§ Aim of the exercise
Word for word, reproduce each line of the data below, omitting every image.

§ Material provided
★ ★ ★ ★ ★ ★ ★
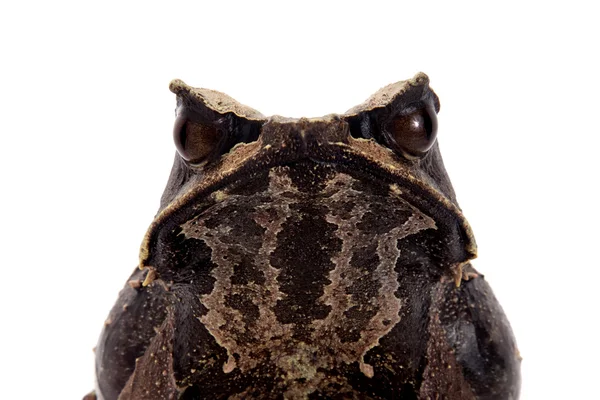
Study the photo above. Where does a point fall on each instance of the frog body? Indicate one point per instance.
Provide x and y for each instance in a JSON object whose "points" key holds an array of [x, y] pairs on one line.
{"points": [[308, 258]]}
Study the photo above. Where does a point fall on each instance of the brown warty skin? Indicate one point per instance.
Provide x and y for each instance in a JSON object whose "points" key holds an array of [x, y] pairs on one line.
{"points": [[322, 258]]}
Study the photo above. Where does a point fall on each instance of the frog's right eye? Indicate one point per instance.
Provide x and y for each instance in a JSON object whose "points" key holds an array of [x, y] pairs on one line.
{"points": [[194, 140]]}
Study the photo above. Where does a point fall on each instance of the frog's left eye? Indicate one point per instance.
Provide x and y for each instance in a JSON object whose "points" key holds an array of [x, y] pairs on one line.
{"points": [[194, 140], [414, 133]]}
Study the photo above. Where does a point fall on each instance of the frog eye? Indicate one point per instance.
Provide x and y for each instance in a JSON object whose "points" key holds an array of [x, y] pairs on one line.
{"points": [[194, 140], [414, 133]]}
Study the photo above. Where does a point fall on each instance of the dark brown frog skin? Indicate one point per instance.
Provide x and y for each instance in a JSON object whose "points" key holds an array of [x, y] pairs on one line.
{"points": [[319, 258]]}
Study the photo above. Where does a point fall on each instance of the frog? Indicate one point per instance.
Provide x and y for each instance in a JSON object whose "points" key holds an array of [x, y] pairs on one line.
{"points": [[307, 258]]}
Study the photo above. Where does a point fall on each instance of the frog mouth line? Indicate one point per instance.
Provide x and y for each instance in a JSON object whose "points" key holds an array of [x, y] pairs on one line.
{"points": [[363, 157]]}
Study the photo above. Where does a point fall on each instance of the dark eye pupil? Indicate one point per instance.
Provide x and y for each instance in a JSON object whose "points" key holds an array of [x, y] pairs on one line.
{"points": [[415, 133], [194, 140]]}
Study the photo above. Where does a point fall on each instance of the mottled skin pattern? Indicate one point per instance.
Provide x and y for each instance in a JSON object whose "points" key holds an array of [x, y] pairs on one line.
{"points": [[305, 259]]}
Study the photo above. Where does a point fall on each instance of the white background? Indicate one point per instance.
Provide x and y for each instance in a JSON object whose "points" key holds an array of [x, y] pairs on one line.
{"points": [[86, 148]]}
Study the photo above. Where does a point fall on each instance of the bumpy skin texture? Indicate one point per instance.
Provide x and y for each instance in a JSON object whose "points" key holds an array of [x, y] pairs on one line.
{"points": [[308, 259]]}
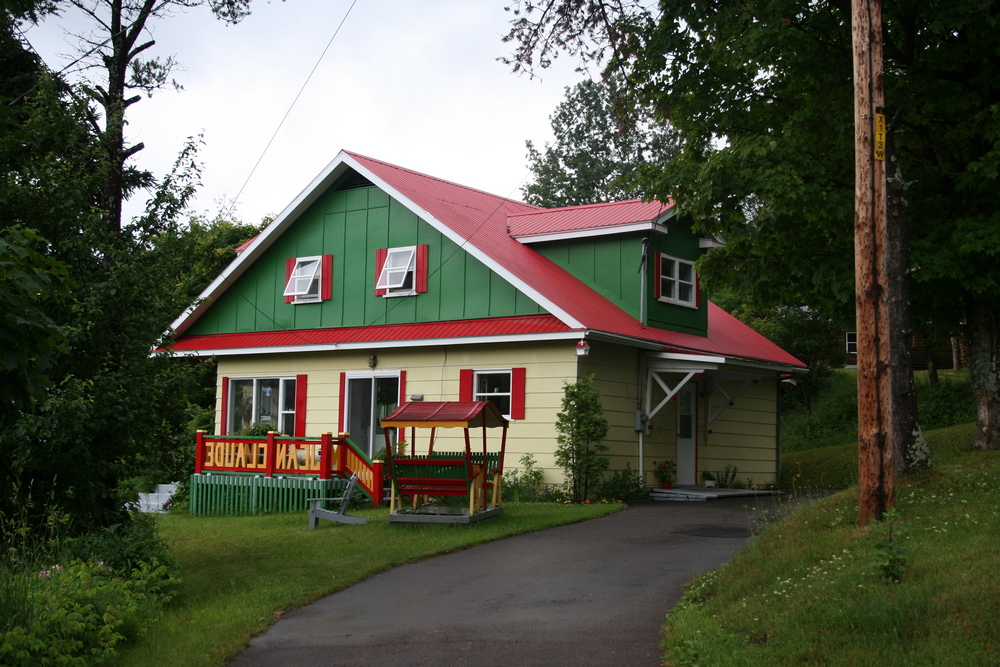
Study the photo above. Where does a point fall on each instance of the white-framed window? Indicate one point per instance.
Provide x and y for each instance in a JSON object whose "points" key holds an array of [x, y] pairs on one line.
★ ★ ★ ★ ★ ★ ★
§ Answer below
Study the photo above. Where does a point fall on each instance of the frog body? Indicate one point per instance.
Provide x and y for each instance in a JSON object whose "points" key holds an array of [x, y] pairs on one line.
{"points": [[308, 258]]}
Study the photo above. Where does a point fall on each instance of the brown warty skin? Indicate one point per instance.
Provide x and y for each instance in a JSON object whose "points" key holds an array of [x, y] pairs on one line.
{"points": [[322, 258]]}
Study the photo above. Where does a point fall on each instance of the frog's right eye? Indicate one point per instance.
Provide x and y for each instance in a JSON object whose "points" key holds an array of [x, y] pairs on one line.
{"points": [[194, 140]]}
Study the photo above. Where does a point fall on each instance of the frog's left eye? Indicate one point per instance.
Provide x and y for each instance in a JSON object whose "points" key holds an array of [x, y] pairs on one line.
{"points": [[194, 140], [414, 133]]}
Study the photo above. Where does a point fall on each instance of the frog eye? Indicate one point per instance.
Provide x and y for each instance in a JSON object whose "points" key holds an array of [x, y] pairs on one line.
{"points": [[194, 140], [414, 133]]}
Study the photo above. Where does a point fall on each instance of the dark brown frog skin? Indicate one point per instance.
Provide x and y for each instance in a JSON object whose "points" key holds an array of [x, y] pairs on one line.
{"points": [[319, 258]]}
Study the photo above. Where does a point fall on each instance of the frog? Indicate one point per instance.
Provide x and y for each instance in a JSON object whose "points" key holds an array of [x, y] pairs on one line.
{"points": [[307, 258]]}
Study the photo above. Where does a point fall on each instance of the frog mouth line? Indicate one point per instance.
Provide x and y for each instance in a JSON object whose "points" key holds an array of [x, y] pairs on one line.
{"points": [[363, 157]]}
Study the photo above. Where does a point fall on each instance of the dark eye pupil? Indicate one point per instance.
Provide x and y for each instance in a JSON object whose "points" key holds an array of [x, y] pairs on one line.
{"points": [[415, 133], [194, 140]]}
Study the photo above. Where does a point fall on each instance of the mottled skin pattern? Indicate one point per instance.
Provide x and y for each instance in a JSON object whose "points" key holds an array of [x, y] pairs on one line.
{"points": [[305, 259]]}
Study the photo above. Where does a point fall on each instance of the white background? Indicate one point per instance.
Provide x and y for each instance in a JSON object whose "points" key holds an array of [x, y] pairs on one line.
{"points": [[86, 148]]}
Study the photo above. Where does a point fall on each instance of the bumpy skin texture? Indicate one point per instance.
Provide x and y for each instance in a JSON object whose "points" key holds an array of [x, y] pairs on one line.
{"points": [[308, 259]]}
Study the photo above. Where does a point fall on each instance of the white-framed window? Indicate one point per instance.
Provide x and y for each instance in a JSON object whose "points" key holds an array of [x, y] pairs on one line.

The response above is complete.